よりそいアロマケアとは

1.     アロマケアとは何か:アロマテラピーとアロマケアの違いは何か

 

アロマテラピーとは

 

アロマテラピーとは、一般に「植物から抽出される精油の香りを用いて心身の不調を改善・緩和し、健康維持・予防に役立てる自然療法」とされています。

 

アロマテラピーで使用される精油は、いくつもの芳香成分の混合体で、その成分一つひとつに、抗菌・抗炎症・自律神経調整作用などの薬理作用があります。

 

ヨーロッパでは医師の処方により、薬局で精油を調合し、薬に準ずる取り扱いをされています。一方、日本では香りを楽しむリラクゼーション用途が多いですが、最近は医療や介護の現場での利用も増えています。

 

アロマケアとは

 

アロマケアとは、アロマテラピーの特長を活した施術により、きめ細かな心身のケアを行うことです。

 

アロマケアでは、ケアの対象者の症状や心身の状態に応じて適切に調合した精油を用います。そして、精油の薬理成分による種々の効果を活用しながら、さまざまな施術を行います。

 

アロマケアの目的は、膝の痛み・むくみ・咳・睡眠障害などの不快な症状の緩和です。さらに、大病に至る前の未病ケアを行うことです。これにより対象者の生活の質を高め、健康の維持・向上を図ります。

> **掲載行**:
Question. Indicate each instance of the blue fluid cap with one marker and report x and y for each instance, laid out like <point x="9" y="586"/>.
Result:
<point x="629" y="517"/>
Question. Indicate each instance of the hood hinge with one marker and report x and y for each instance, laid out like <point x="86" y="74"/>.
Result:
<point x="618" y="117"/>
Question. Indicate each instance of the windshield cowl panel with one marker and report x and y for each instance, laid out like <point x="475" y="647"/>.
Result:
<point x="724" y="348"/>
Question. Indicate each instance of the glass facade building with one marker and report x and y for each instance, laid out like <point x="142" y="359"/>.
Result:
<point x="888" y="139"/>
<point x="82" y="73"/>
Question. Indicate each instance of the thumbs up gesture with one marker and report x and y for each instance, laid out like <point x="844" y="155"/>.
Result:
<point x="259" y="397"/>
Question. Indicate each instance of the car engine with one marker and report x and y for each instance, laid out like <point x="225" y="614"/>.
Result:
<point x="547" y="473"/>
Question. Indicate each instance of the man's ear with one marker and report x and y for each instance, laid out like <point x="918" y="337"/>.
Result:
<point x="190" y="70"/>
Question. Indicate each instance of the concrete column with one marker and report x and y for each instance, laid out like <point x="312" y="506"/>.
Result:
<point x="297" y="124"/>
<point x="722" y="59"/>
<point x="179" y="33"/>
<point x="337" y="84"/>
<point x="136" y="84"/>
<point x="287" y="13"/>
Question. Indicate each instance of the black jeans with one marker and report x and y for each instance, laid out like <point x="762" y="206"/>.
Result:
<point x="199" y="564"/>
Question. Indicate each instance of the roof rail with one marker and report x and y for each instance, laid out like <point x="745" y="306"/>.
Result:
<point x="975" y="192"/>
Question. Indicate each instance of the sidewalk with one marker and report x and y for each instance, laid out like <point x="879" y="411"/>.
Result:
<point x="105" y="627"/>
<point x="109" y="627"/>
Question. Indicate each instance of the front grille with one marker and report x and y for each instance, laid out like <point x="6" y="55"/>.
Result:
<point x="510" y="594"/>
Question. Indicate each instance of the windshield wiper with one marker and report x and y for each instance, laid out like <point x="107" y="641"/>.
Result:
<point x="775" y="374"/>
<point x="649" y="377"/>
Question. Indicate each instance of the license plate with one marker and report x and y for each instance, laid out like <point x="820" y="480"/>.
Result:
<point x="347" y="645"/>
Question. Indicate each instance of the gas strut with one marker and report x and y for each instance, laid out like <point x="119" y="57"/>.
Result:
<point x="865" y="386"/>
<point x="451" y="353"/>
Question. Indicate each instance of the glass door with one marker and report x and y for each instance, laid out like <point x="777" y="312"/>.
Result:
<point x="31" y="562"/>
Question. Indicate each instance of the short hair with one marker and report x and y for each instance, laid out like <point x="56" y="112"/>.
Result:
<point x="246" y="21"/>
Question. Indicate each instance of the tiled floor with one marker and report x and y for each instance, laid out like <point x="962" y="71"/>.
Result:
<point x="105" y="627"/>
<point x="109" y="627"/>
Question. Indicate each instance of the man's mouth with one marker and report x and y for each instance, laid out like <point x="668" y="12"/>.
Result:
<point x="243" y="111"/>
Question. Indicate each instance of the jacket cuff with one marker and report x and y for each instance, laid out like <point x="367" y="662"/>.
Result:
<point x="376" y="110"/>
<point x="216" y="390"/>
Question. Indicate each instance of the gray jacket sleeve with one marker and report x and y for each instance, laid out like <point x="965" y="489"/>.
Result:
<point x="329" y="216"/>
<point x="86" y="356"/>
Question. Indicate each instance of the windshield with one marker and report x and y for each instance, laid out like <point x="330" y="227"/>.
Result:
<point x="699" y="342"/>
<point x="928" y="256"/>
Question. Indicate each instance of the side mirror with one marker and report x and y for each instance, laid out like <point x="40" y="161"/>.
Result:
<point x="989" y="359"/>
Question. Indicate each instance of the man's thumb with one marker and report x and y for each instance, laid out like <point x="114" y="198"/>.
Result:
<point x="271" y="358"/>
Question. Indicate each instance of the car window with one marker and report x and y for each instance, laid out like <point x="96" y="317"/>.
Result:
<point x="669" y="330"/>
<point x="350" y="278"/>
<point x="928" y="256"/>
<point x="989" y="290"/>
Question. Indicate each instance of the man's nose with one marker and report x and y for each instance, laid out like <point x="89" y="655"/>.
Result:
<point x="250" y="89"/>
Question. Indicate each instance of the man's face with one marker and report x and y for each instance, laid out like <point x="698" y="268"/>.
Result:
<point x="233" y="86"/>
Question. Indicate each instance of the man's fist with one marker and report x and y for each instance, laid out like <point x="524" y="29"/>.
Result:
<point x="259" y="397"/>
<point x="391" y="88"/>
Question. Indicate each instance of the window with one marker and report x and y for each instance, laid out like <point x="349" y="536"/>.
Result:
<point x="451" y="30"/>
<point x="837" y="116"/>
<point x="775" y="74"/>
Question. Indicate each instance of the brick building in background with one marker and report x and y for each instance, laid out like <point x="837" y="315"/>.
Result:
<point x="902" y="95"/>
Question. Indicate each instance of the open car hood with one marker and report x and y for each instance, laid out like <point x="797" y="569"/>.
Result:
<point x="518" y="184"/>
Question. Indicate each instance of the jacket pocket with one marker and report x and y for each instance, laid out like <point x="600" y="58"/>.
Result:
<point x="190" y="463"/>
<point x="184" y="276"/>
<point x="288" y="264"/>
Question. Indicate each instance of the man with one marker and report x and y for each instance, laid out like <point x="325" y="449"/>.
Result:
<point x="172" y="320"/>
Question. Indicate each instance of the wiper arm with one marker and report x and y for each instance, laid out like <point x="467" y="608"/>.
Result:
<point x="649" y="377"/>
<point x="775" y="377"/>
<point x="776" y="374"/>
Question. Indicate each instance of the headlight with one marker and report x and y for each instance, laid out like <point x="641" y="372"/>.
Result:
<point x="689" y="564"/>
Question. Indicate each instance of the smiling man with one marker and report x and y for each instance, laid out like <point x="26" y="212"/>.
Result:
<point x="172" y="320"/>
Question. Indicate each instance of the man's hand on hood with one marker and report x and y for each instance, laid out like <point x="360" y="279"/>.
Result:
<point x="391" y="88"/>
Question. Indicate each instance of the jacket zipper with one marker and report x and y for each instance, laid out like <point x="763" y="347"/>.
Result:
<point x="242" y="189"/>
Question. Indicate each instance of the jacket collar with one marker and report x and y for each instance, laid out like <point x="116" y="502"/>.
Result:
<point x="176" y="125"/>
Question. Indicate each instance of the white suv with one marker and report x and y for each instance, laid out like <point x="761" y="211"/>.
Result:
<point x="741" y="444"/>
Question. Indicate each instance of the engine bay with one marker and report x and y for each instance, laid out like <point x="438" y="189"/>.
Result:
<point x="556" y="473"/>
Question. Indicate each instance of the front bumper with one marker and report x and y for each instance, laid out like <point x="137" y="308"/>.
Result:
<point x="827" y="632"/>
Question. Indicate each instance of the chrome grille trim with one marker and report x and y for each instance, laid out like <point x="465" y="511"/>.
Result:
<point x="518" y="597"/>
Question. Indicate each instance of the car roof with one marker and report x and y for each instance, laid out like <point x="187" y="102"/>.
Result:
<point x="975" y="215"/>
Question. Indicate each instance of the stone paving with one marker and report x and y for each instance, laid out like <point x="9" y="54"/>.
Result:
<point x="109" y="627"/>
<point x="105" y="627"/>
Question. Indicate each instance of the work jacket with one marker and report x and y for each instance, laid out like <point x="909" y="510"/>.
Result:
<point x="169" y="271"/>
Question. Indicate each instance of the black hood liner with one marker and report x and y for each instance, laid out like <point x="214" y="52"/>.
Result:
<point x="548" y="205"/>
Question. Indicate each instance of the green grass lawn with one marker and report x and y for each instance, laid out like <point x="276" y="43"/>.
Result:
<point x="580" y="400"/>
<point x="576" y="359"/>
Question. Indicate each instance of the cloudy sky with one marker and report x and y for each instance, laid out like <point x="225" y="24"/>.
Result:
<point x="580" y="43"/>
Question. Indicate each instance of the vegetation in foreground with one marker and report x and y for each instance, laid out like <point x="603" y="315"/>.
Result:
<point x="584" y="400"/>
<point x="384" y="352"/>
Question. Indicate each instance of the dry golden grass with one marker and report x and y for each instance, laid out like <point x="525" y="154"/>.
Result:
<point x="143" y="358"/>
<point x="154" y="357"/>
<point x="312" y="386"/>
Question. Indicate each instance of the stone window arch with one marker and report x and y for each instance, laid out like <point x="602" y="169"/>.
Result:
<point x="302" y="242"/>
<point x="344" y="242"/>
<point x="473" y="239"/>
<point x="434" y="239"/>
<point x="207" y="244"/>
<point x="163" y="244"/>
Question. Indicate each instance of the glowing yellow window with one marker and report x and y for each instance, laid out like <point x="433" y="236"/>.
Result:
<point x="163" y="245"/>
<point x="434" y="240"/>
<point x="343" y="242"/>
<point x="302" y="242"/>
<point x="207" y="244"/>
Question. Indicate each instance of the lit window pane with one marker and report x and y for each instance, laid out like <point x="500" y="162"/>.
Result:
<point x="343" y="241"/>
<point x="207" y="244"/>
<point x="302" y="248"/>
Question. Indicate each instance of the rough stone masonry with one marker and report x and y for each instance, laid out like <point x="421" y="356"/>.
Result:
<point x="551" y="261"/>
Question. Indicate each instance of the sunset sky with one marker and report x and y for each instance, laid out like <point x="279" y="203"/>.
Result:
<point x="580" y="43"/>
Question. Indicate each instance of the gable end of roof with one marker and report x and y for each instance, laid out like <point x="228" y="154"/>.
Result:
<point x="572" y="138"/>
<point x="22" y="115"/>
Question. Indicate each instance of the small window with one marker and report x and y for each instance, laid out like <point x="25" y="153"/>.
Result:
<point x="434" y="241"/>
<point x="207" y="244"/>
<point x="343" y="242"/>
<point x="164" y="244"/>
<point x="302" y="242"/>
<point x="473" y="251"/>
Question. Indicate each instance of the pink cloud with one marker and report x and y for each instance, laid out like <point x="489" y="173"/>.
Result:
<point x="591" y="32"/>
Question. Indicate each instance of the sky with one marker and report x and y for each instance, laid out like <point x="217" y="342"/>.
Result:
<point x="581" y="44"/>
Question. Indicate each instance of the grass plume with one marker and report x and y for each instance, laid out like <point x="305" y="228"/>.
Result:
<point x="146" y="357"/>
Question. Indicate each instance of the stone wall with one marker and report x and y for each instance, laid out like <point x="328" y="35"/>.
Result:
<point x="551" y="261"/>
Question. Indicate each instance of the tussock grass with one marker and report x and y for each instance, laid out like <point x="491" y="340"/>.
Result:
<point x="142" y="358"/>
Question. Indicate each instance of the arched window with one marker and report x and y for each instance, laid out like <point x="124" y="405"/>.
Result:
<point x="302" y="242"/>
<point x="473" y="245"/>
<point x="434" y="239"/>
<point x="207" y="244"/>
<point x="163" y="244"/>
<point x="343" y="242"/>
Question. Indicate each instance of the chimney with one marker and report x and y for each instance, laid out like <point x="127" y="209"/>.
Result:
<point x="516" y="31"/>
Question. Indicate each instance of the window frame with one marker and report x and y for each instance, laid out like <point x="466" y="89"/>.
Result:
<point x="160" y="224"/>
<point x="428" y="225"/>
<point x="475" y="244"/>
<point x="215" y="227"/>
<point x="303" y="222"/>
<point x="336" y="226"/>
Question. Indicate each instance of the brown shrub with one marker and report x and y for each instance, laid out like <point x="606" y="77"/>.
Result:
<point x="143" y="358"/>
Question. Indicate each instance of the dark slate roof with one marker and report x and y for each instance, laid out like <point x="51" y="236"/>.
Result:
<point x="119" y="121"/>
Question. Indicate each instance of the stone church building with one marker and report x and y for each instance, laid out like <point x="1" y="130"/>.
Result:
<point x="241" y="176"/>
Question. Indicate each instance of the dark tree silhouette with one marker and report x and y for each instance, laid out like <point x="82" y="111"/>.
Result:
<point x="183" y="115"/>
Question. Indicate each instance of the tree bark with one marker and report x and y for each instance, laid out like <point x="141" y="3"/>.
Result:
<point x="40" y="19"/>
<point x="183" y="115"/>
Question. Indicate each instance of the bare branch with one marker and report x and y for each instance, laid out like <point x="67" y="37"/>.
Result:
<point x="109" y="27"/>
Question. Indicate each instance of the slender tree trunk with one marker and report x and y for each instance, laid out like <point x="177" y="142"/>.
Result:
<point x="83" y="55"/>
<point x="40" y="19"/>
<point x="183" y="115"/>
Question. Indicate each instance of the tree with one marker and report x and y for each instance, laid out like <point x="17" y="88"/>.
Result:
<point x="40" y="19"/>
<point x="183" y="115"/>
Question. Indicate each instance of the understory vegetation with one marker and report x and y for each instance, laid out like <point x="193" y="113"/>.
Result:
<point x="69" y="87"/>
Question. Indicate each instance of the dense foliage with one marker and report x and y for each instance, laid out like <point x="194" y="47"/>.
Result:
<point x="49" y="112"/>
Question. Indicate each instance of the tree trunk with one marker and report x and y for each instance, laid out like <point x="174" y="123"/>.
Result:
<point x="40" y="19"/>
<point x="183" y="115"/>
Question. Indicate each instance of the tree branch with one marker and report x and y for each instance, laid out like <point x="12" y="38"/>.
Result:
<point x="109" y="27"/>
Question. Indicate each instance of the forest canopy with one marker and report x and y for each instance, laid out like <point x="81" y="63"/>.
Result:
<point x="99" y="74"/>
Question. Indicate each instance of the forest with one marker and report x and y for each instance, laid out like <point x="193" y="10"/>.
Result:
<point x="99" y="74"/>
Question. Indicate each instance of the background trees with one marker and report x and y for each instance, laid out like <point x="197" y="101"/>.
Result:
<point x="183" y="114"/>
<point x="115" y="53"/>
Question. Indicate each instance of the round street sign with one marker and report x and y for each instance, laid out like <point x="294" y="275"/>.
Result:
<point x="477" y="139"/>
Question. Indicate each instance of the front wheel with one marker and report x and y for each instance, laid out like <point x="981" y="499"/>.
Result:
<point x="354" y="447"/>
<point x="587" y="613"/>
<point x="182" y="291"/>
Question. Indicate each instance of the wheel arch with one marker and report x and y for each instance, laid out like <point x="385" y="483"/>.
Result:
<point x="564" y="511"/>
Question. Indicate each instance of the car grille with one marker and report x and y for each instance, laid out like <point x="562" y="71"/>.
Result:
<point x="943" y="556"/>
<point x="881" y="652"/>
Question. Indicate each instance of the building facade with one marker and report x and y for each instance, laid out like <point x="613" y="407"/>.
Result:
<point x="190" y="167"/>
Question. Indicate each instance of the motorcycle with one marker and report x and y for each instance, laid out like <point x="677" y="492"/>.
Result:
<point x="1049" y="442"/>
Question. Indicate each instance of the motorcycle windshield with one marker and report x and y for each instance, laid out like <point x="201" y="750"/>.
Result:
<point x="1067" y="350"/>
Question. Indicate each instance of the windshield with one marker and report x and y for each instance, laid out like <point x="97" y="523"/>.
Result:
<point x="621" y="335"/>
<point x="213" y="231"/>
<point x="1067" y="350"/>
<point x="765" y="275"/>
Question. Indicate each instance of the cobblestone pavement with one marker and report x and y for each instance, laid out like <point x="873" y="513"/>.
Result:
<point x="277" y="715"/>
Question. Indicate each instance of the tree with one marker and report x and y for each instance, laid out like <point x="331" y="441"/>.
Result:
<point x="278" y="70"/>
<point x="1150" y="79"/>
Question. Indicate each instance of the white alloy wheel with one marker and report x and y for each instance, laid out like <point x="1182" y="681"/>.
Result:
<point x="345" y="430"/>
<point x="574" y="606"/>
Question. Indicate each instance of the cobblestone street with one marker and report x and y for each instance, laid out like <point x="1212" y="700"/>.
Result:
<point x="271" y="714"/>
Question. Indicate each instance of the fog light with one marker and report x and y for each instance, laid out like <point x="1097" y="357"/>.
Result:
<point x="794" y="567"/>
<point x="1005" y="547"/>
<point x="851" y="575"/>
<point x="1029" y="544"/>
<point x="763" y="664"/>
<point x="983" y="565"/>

> **理解度チェック**:
A: アロマケアについての文章の「アロマケアでは、ケアの対象者」から「健康の維持・向上を図ります。」までを、「未病ケア」を「予防ケア」に置き換えて書き直してください。
B: アロマケアについての文章によると、ヨーロッパでは精油はどのように扱われていますか。
C: アロマケアについての文章を、最後の文の後から書き継いでください。

> **解答**:
A:
アロマケアでは、ケアの対象者の症状や心身の状態に応じて適切に調合した精油を用います。そして、精油の薬理成分による種々の効果を活用しながら、さまざまな施術を行います。

 

アロマケアの目的は、膝の痛み・むくみ・咳・睡眠障害などの不快な症状の緩和です。さらに、大病に至る前の予防ケアを行うことです。これにより対象者の生活の質を高め、健康の維持・向上を図ります。

B: 医師の処方により薬局で調合され、薬に準ずる取り扱いをされています。

C:
 

2.よりそいアロマケアとは何か

 

よりそいアロマケアとは、 “ケアする相手に寄り添い、相手の心身の状況を察知し、相手の心と対話する”というスタイルをプラスしたアロマケアです。

 

よりそいアロマケアは、私・松本裕子の体験に基づく独自のメソッドです。

 

私は、これまで16年間在宅介護を行った亡き母を含め、病気で健康を失い、生きづらくなった多くの方々に接し、アロマケアを実践してきました。

 

多くの実践を通じて学んだことは、これらの方々が抱えている『言葉にできない悲しみや苦しみ(スピリチュアルペイン)』を察知し、適切な精油を用いて、相手とコミュニケーションを取りながらケアすることで、痛みからの解放、むくみや咳の緩和、肌の艶の快復、不眠症の改善など、不快な症状が緩和されていくことでした。

 

特に重要なのは、相手とのコミュニケーションを取りながら、アロマケアを行う点です。

 

ケアの対象者には、介護施設や老人ホームのご入居者が多いのですが、様々な理由で普段会話の機会が少ない方が多いです。こうした方は、アロマの香りと適切な施術で癒されて、気持ちが解放され、会話が多くなり、本来の明るさや元気を取り戻します。

 

一方、病気でほとんど会話ができないご高齢の方も少なくありません。しかし、こうした場合でも、アロマの香りと施術の力で、拘縮した身体が緩み、笑顔が見られようになり、感情が豊かになっていくこともしばしば拝見されます。

 

言葉による会話ができなくても、アロマケアの施術をしながら、相手の心身の状況を察知することを通じて、実は「相手の心と対話」しているのです。これこそが、よりそいアロマケアの本質です。

 

また、長年の介護体験から、「ケアする側(家族や介護スタッフ、医療従事者など)にもよりそったケア」をするのも、よりそいアロマケアのスタイルです。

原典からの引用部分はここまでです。